Dataset items
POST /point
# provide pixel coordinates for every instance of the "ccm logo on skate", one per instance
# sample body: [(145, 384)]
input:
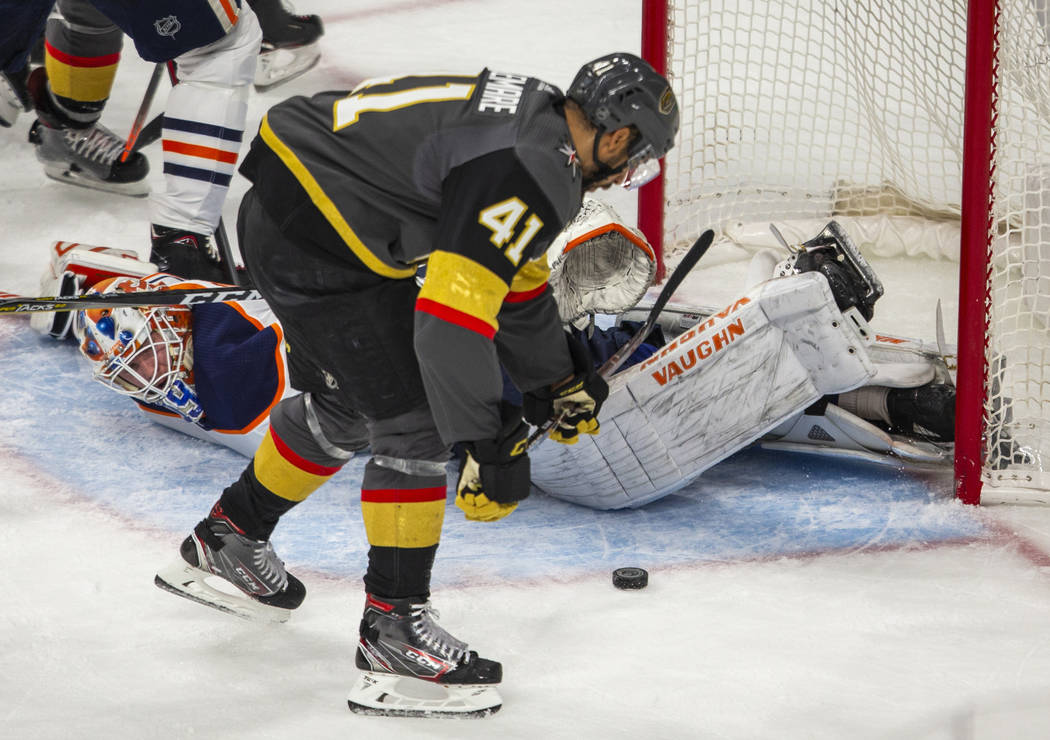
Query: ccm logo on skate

**TASK DIRECTIONS**
Convert every line of the entries above into a JSON list of strings, with one string per line. Skip blank lines and leave the pictures out.

**SOLUTION TO THIS TASK**
[
  "POST /point",
  "# provide pixel coordinates for every instance of the \"ccm logo on skate\", one per instance",
  "# sample body: [(145, 384)]",
  "input:",
  "Query: ccm logo on skate"
]